◆ **Work to be completed**
All of the data is to be set down again without alteration.

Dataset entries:
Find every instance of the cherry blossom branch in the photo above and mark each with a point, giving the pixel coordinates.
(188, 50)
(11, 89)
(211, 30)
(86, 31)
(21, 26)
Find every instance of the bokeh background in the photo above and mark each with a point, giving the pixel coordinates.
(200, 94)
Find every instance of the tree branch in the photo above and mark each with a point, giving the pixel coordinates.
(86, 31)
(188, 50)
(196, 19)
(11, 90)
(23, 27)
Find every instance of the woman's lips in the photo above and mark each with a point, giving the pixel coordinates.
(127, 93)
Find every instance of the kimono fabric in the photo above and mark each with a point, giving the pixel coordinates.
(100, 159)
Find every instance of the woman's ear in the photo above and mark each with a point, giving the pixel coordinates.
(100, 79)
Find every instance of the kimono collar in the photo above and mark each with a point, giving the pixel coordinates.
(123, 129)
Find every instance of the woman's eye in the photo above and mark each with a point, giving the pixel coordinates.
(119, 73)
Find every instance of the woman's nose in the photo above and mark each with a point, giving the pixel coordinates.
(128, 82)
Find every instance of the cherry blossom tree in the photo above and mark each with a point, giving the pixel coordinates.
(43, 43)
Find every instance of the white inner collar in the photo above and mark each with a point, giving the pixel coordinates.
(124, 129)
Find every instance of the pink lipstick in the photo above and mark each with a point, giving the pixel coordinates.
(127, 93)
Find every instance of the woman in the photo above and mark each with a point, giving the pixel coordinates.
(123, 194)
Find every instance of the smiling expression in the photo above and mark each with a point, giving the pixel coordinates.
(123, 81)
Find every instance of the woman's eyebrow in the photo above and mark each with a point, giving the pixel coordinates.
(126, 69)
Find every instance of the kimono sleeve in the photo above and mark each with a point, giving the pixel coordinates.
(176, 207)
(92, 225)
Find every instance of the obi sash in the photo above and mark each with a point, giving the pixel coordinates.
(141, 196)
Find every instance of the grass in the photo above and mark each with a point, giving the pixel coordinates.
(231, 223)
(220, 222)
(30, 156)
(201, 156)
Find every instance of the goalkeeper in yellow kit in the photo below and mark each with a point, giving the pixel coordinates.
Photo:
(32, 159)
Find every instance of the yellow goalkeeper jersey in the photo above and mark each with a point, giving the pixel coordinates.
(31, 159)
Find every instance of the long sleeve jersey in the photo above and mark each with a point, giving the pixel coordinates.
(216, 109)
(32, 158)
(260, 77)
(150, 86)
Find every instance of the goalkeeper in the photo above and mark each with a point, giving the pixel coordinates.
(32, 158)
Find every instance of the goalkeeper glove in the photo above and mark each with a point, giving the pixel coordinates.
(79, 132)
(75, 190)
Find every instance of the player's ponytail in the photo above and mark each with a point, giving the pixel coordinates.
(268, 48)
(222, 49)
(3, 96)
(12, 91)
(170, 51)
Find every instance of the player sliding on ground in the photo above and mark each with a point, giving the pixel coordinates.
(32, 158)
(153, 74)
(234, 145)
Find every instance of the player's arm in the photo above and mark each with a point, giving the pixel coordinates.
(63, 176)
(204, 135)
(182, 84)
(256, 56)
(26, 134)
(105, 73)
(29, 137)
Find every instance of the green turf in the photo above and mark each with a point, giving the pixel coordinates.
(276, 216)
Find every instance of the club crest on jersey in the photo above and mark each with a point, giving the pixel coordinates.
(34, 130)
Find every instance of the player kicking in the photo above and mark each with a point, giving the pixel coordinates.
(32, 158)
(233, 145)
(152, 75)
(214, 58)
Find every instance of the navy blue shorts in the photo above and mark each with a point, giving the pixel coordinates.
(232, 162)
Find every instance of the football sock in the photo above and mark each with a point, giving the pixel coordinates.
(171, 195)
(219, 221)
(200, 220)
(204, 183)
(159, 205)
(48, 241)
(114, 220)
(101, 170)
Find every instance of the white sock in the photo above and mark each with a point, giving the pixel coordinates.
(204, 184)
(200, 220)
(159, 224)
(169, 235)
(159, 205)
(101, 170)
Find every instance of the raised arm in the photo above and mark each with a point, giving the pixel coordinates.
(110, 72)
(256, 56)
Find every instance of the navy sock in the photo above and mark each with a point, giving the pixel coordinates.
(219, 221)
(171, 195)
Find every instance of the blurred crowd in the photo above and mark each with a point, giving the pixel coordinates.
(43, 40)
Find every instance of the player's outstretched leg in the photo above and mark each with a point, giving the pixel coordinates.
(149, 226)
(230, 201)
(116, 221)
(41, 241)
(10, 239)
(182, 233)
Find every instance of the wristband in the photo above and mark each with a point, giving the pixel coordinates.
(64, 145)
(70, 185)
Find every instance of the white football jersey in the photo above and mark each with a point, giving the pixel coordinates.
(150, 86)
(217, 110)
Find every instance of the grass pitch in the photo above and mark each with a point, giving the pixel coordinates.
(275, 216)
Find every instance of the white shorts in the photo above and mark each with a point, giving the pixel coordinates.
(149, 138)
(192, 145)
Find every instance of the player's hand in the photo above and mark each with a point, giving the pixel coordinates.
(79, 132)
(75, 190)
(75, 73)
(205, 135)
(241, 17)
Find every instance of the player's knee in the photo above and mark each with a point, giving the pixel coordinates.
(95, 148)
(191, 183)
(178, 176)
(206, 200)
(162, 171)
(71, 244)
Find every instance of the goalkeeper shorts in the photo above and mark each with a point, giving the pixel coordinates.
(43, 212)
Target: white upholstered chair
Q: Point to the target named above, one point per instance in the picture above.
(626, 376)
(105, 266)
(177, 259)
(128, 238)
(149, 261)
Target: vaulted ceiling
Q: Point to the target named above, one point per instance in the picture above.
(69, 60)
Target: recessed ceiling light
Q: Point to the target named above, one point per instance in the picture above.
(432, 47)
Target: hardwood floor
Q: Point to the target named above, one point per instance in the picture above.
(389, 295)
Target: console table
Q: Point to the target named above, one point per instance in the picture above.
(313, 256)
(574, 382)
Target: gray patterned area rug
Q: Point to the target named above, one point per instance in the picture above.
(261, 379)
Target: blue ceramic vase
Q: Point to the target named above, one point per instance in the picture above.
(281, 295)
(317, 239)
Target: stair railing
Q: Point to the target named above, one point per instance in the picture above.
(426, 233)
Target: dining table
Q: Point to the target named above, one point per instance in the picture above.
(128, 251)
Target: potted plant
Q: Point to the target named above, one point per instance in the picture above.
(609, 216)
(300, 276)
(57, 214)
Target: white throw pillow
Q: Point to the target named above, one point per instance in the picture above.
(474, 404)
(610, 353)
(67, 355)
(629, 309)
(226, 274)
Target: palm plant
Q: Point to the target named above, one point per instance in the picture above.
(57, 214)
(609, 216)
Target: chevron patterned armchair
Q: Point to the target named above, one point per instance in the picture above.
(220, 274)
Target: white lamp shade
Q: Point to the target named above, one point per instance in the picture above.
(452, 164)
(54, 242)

◆ **Solution for this problem**
Find every instance of the cherry blossom branch in the photo above and mark each with a point, giving the pixel coordinates.
(188, 50)
(11, 89)
(211, 30)
(86, 31)
(21, 26)
Find every instance of the bokeh background in the photo above and mark each with a point, giving the pixel coordinates.
(200, 94)
Find every instance of the tree branch in the photo above and mark each with a point, giving the pixel coordinates.
(86, 31)
(188, 50)
(196, 19)
(11, 90)
(23, 27)
Find every instance of the woman's lips in the photo above and mark each with a point, giving the pixel coordinates.
(127, 93)
Find every instance of the kimono fabric in the photo above and mark each with a point, giving the pixel coordinates.
(100, 159)
Find every instance of the woman's ear in the photo above and mark each with a point, giving the pixel coordinates.
(100, 79)
Find every instance of the kimono collar in the photo above and mark each with a point, giving the pixel coordinates.
(123, 129)
Find every instance of the woman's eye in the photo above and mark each with a point, giving the pixel coordinates.
(119, 73)
Find every instance of the woman's nose in the photo above and mark each with a point, giving the pixel coordinates.
(128, 82)
Find every instance of the cherry blossom tree in the photo above and mark each with a point, giving the pixel coordinates.
(43, 43)
Find every instance of the white inner collar in the photo above and mark each with a point, giving the pixel coordinates.
(124, 129)
Find every instance of the pink lipstick in the photo above and mark each with a point, giving the pixel coordinates.
(127, 93)
Find every instance of the woman in the photo above and mark each with a point, giving the pixel coordinates.
(123, 194)
Find every instance of the smiling expression in the photo above and mark each with a point, giving the pixel coordinates.
(123, 81)
Find every instance of the woman's eyebrow in the photo above and mark each with a point, giving the pixel coordinates.
(126, 69)
Find every instance of the kimono sleeve in the photo above and mark each with a point, giving the pixel coordinates.
(176, 207)
(92, 225)
Find every instance of the obi sash in the photo above and mark each with a point, giving the pixel coordinates.
(141, 196)
Find every instance of the grass in the photo above and mark each with a point, giving the pixel coordinates.
(231, 223)
(220, 222)
(30, 156)
(201, 156)
Find every instance of the goalkeeper in yellow kit in the photo below and mark each with a point, giving the pixel coordinates.
Photo:
(32, 159)
Find every instance of the yellow goalkeeper jersey in the photo above and mark each with a point, giving the pixel coordinates.
(31, 159)
Find every instance of the long sleeve jersey in the photo above and mark each with a point, giving the pixel coordinates.
(216, 109)
(32, 158)
(260, 77)
(150, 86)
Find every instance of the goalkeeper in the photo above and mark each with a point, giving the pixel coordinates.
(32, 158)
Find every instance of the goalkeeper glove in the photo above and mark each with a point, giving the pixel coordinates.
(79, 132)
(75, 190)
Find every instance of the player's ponytail in the photo above and mark each with a point, giving the pixel coordinates.
(268, 48)
(222, 49)
(3, 96)
(12, 91)
(170, 51)
Find every instance of the player sliding on ground in the photo above and mark each with a point, giving the pixel coordinates.
(32, 158)
(153, 74)
(234, 145)
Find every instance of the player's arm in the photo above and mark each with a point, giving the pixel coordinates.
(63, 176)
(204, 135)
(182, 84)
(256, 56)
(26, 134)
(105, 73)
(29, 137)
Find every instance of the green turf in the photo above and mark each with a point, giving the pixel coordinates.
(276, 216)
Find every instance of the club crest on jersey in the photo above and mark each with a point, giving the pixel coordinates.
(34, 130)
Find every instance of the player kicking in the photo above and mark each with a point, giving the pixel coordinates.
(32, 158)
(233, 145)
(152, 75)
(214, 58)
Find every instance of the navy blue shorts in the photo above and mark each with a point, giving the pixel coordinates.
(232, 162)
Find every instance of the football sock in the photo above and mark each with a point, giving the pixel coordinates.
(171, 195)
(219, 221)
(200, 220)
(204, 183)
(159, 205)
(48, 241)
(114, 220)
(101, 170)
Find every instance of the white sock in the photo above and mark each with a point, giving the pixel coordinates.
(204, 184)
(200, 220)
(159, 224)
(169, 235)
(159, 205)
(101, 170)
Find every instance of the raised arm in the photo above and mark each with a point, giving the pixel coordinates.
(110, 72)
(256, 56)
Find every instance of the navy sock in the photo above and mark each with a point, giving the pixel coordinates.
(219, 221)
(171, 195)
Find every instance of the blurred crowd in the photo above and mark each with a point, giving the pixel coordinates.
(43, 40)
Find every instance of the player's outstretched leg in the photo above and mark each with a point, giving the pixel coordinates.
(149, 226)
(230, 201)
(116, 221)
(41, 241)
(10, 239)
(182, 233)
Find every instance of the wristband in the photo above and mark each with a point, giving the pixel coordinates.
(64, 145)
(70, 185)
Find every instance of the white football jersey in the photo above and mark each with a point, giving the pixel coordinates.
(150, 86)
(217, 110)
Find every instance of the grass pitch in the photo above and mark each with a point, giving the pixel coordinates.
(275, 216)
Find every instance of the white shorts in the photo above and mark each with a point, giving the pixel coordinates.
(149, 138)
(192, 145)
Find every instance of the player's hand in the photo above and mark each with a point, giving the pixel coordinates.
(79, 132)
(75, 190)
(75, 73)
(205, 135)
(241, 17)
Find every instance of the player's knee in the photo above and mark each with a point, giving the pixel coordinates.
(95, 148)
(191, 183)
(178, 176)
(206, 200)
(162, 171)
(71, 244)
Find every instance of the goalkeeper shorts in the photo above and mark each with a point, giving the pixel coordinates.
(43, 212)
Target: white upholstered chair
Q: Point to the target named above, one point per instance in the picture above.
(626, 376)
(105, 266)
(177, 259)
(128, 238)
(149, 261)
Target: vaulted ceiling
Q: Point to the target named above, one point per instance in the picture above.
(69, 60)
Target: recessed ceiling light
Q: Point to the target named above, one point per instance in the picture above.
(432, 47)
Target: hardwood floor
Q: Point to the target named above, one point per instance in the picture above.
(389, 295)
Target: console table
Q: Point to the target named above, one point per instance in the picture above.
(313, 256)
(574, 382)
Target: gray patterned area rug
Q: Point to the target named above, one point per instance in the picture above.
(261, 379)
Target: blue ceramic vase
Q: Point to the target named above, one point per instance in the picture above.
(281, 295)
(317, 239)
Target: stair railing
Q: Point to the target named above, one point per instance in the picture above.
(426, 233)
Target: dining table
Q: Point to the target named above, one point per instance in the picture above.
(128, 251)
Target: potted plant
Q: Point to the target named above, one point per instance in the picture above.
(609, 216)
(300, 276)
(57, 214)
Target: white throw pillow
Q: Point to the target named above, one point per instance in the picture above.
(474, 404)
(610, 353)
(67, 355)
(629, 309)
(226, 274)
Target: palm plant
Q: Point to the target named above, one point per instance in the picture above.
(57, 214)
(609, 216)
Target: chevron patterned armchair
Q: Point to the target named above, one point per instance in the picture above.
(220, 274)
Target: white lamp shade
Q: Point to the target named above, one point per instance in the picture above.
(452, 164)
(54, 242)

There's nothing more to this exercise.